• Exercise details: Below are records with pictures. Reproduce exactly the lines from the line with "form: x=342 y=604." to the line with "form: x=130 y=61.", inclusive, and leave each picture out.

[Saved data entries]
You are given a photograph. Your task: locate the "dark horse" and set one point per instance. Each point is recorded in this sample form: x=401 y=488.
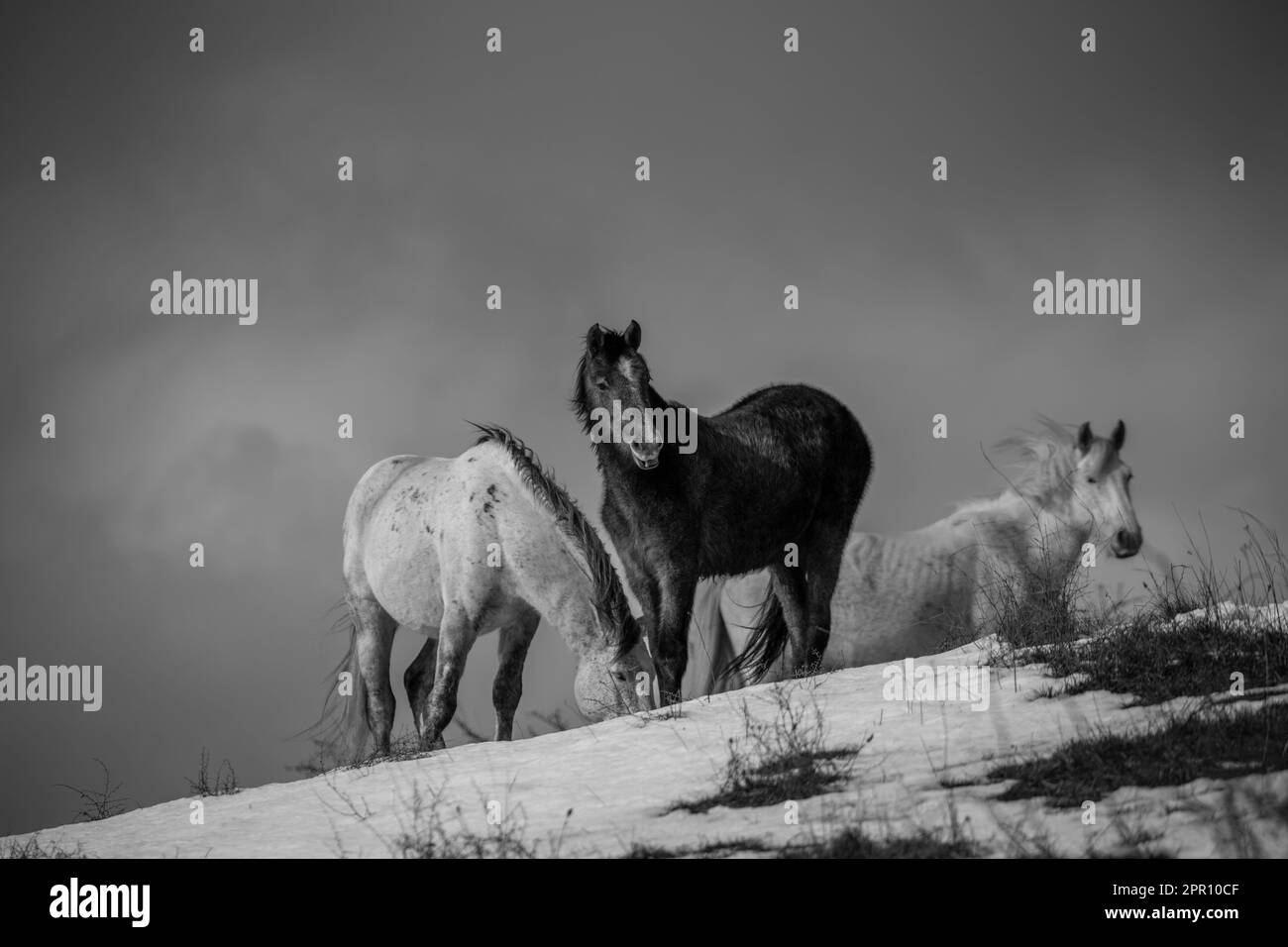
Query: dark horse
x=772 y=482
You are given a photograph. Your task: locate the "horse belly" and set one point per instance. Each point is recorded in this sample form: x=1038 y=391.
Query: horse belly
x=403 y=567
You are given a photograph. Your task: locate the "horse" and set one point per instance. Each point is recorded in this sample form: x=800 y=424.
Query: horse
x=774 y=480
x=907 y=595
x=463 y=547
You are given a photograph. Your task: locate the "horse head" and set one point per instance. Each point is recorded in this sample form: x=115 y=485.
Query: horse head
x=613 y=397
x=610 y=682
x=1102 y=496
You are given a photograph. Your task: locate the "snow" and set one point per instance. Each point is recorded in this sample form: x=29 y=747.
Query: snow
x=600 y=789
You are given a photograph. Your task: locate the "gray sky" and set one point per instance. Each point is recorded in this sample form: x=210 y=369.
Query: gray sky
x=518 y=169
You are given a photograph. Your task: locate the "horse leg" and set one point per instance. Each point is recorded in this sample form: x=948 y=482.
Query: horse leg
x=375 y=639
x=456 y=637
x=823 y=548
x=649 y=596
x=511 y=650
x=790 y=589
x=419 y=681
x=671 y=648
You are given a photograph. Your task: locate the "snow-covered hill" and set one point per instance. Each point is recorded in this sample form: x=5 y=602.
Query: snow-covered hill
x=604 y=789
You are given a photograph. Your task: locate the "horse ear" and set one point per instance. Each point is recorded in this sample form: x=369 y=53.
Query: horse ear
x=1085 y=437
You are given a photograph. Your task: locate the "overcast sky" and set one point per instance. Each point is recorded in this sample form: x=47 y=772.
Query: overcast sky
x=518 y=169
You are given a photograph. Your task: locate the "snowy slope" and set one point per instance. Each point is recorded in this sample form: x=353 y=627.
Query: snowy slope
x=619 y=777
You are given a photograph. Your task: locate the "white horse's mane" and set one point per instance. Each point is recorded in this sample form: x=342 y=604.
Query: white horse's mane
x=609 y=595
x=1043 y=464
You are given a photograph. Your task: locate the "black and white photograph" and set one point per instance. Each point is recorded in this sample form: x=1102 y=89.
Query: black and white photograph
x=567 y=429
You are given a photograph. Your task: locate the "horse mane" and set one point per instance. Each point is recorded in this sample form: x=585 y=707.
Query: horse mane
x=609 y=599
x=613 y=346
x=1044 y=464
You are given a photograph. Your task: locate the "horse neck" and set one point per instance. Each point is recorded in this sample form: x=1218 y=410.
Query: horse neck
x=554 y=583
x=1021 y=536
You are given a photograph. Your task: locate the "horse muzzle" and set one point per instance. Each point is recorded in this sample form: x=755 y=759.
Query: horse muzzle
x=645 y=455
x=1126 y=544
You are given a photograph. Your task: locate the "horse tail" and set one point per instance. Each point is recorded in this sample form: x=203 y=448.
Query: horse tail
x=340 y=733
x=767 y=642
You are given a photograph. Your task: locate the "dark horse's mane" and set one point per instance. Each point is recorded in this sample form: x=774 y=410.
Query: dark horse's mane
x=609 y=598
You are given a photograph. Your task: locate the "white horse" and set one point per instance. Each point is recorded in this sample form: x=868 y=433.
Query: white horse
x=463 y=547
x=903 y=595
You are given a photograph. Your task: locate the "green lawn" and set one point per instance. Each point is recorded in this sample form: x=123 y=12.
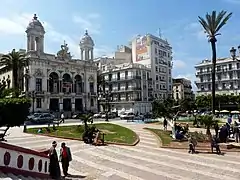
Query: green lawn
x=113 y=133
x=163 y=135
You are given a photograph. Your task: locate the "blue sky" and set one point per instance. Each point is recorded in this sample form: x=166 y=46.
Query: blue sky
x=115 y=22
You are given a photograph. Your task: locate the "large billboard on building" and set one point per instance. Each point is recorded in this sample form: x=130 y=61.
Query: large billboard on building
x=142 y=43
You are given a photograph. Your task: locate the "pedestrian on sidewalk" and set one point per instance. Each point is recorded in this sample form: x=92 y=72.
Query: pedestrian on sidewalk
x=236 y=132
x=216 y=128
x=54 y=167
x=65 y=158
x=165 y=124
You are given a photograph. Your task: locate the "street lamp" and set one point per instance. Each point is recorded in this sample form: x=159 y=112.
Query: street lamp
x=233 y=53
x=33 y=96
x=107 y=95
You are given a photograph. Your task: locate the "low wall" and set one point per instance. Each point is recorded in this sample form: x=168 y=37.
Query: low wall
x=22 y=161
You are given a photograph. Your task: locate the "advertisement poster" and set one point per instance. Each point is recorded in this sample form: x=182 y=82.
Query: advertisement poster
x=142 y=48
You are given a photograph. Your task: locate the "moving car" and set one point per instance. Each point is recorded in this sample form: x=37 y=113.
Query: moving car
x=127 y=115
x=34 y=115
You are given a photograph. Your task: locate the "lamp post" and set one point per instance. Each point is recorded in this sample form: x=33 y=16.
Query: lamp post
x=107 y=95
x=233 y=53
x=33 y=96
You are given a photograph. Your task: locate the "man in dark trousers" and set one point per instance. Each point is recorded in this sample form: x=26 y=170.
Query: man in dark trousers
x=54 y=168
x=165 y=124
x=65 y=158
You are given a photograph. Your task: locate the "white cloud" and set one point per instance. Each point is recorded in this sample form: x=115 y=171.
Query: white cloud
x=178 y=64
x=90 y=23
x=16 y=25
x=196 y=30
x=232 y=1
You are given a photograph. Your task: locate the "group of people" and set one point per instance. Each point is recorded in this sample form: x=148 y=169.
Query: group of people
x=65 y=157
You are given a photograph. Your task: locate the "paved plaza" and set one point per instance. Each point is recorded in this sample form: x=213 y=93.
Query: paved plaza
x=145 y=161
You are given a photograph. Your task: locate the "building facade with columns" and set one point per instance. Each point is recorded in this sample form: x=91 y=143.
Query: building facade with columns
x=227 y=79
x=57 y=82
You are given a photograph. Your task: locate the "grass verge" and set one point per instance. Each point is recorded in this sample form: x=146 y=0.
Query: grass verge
x=113 y=133
x=163 y=135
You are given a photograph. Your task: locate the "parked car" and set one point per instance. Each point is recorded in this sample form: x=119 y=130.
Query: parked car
x=110 y=115
x=43 y=118
x=34 y=115
x=98 y=115
x=127 y=115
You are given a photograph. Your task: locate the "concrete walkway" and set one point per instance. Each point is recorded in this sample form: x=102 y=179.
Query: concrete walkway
x=142 y=162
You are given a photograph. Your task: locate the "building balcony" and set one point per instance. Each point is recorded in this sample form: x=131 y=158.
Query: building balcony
x=127 y=78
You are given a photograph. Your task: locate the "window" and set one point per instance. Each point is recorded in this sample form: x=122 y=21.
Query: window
x=92 y=102
x=91 y=87
x=156 y=60
x=39 y=102
x=126 y=74
x=38 y=84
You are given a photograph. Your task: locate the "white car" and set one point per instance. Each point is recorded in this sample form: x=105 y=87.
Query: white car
x=127 y=115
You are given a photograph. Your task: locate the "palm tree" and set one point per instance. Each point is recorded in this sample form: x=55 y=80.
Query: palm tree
x=212 y=24
x=86 y=118
x=208 y=121
x=15 y=61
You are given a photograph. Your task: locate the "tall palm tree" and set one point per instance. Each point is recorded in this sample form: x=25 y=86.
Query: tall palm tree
x=15 y=61
x=212 y=24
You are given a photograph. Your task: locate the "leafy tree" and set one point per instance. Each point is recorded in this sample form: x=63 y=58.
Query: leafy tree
x=163 y=108
x=208 y=121
x=15 y=61
x=86 y=118
x=212 y=24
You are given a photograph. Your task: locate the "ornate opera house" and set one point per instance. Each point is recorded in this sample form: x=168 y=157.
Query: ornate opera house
x=58 y=83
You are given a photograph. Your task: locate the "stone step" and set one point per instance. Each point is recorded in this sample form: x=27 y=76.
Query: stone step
x=10 y=176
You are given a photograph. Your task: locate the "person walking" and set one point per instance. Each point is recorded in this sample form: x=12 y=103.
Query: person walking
x=65 y=158
x=165 y=124
x=62 y=117
x=216 y=128
x=236 y=132
x=54 y=168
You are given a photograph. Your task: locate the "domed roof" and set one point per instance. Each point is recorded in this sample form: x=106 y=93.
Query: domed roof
x=35 y=24
x=86 y=40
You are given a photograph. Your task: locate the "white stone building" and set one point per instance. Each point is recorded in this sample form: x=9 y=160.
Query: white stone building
x=129 y=84
x=227 y=77
x=58 y=82
x=182 y=89
x=156 y=54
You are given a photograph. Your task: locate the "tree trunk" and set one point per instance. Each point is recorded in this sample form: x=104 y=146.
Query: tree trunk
x=15 y=78
x=214 y=58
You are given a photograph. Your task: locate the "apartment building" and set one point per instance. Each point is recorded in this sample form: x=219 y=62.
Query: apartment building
x=227 y=77
x=130 y=86
x=156 y=54
x=182 y=89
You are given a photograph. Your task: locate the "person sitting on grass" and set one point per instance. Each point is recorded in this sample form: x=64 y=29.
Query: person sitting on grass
x=97 y=140
x=192 y=144
x=214 y=144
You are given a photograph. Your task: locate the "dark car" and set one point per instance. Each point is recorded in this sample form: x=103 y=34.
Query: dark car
x=43 y=118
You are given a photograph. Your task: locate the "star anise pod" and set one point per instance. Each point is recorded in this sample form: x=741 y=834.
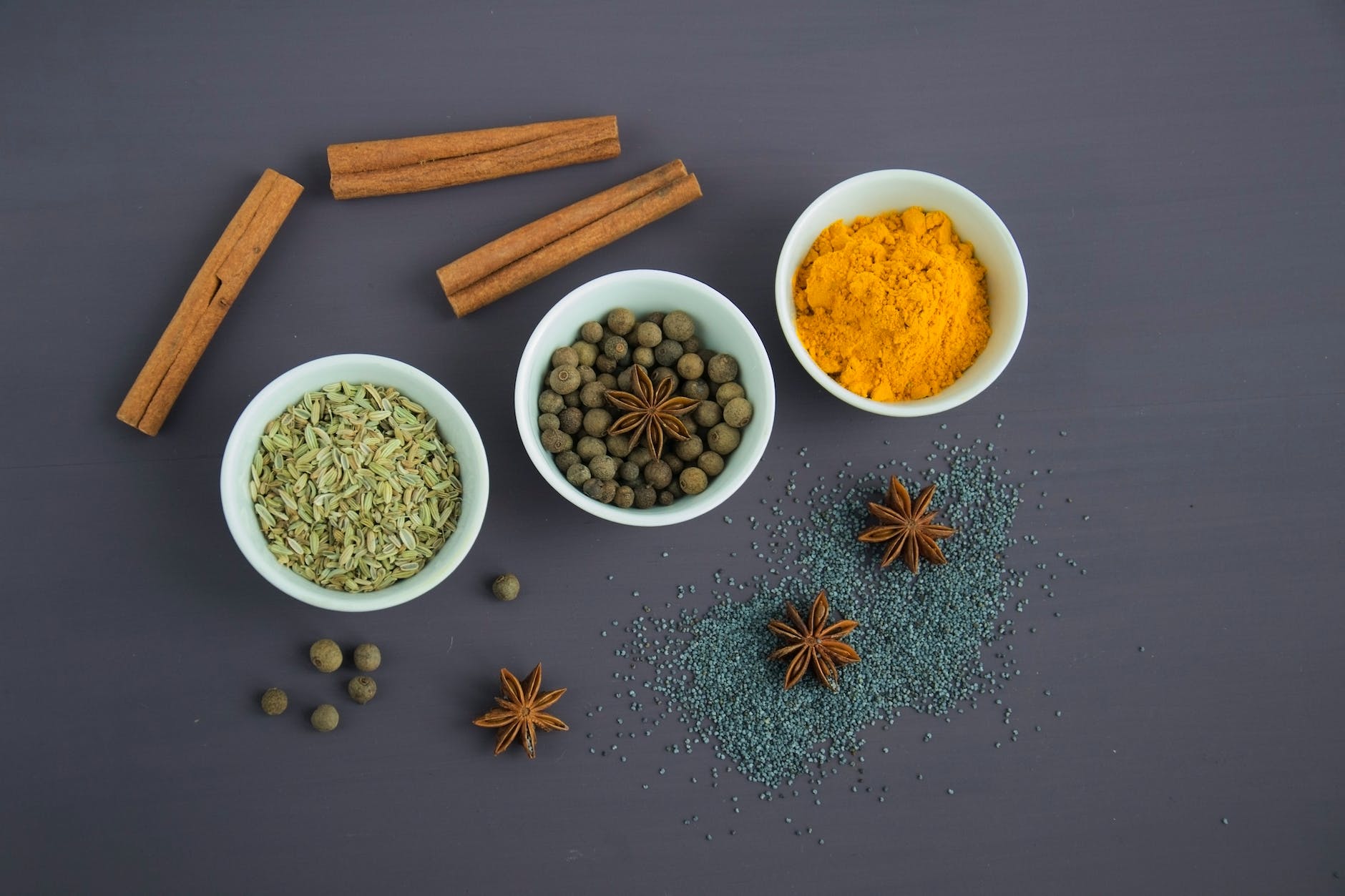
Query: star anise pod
x=814 y=644
x=908 y=531
x=519 y=712
x=652 y=413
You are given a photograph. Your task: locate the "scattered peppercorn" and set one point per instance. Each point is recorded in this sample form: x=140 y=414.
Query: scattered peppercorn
x=362 y=689
x=368 y=657
x=504 y=587
x=325 y=717
x=275 y=701
x=326 y=656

• Expected answer:
You are given a photograph. Your task: locate the "white horse's mane" and set one point per instance. Each point is recorded in this sample form: x=342 y=604.
Query: white horse's mane
x=609 y=595
x=1043 y=464
You are given a photograph. Your task: locate the "black and white photograph" and set one point per instance. Each point is recorded in this sample form: x=1102 y=89.
Query: black and white photograph
x=567 y=429
You are given a photograph. Your task: locate the "horse mane" and set one point per instance. Each point is recorded in this sample form: x=585 y=707.
Query: horse mane
x=609 y=599
x=613 y=346
x=1044 y=464
You are given a photograph. Your task: locate the "horse neck" and set one point per instance. Each point is recorded in this sample form: x=1218 y=410.
Query: horse neck
x=554 y=583
x=1021 y=536
You are given a photograph. Your task: locate the "horse muzzle" and set one point per instance. Each point is recorded in this sample form: x=755 y=759.
Query: horse muzzle
x=645 y=455
x=1126 y=544
You are given a photograph. Your task: locate the "horse tail" and set one point per instance. Each point is recorded in this sample form: x=203 y=448.
Query: horse tail
x=340 y=733
x=767 y=642
You are given a photograph. Your task: locate the "dark horse's mane" and set one point per instance. Each point is recorded in this sample form: x=774 y=410.
Query: dark horse's mane
x=609 y=598
You are given a photograph. Your task: locate the "white horse" and set one point per instance. Each point is recorded in this sample form: x=868 y=433.
Query: white horse
x=463 y=547
x=903 y=595
You are given a photograph. Your task: locate the "green lawn" and set one point per instance. Each point is recorded in this sample form: x=123 y=12.
Query: green lawn
x=113 y=133
x=163 y=135
You are given a photograph. Your task: locate the "blue sky" and set one point per instance. Each point is recorded in this sample form: x=166 y=46.
Query: blue sky
x=115 y=22
You are given a photograph. Your task: locate the "large billboard on building" and set one point per instance. Each point is recorded in this sample form: x=130 y=61.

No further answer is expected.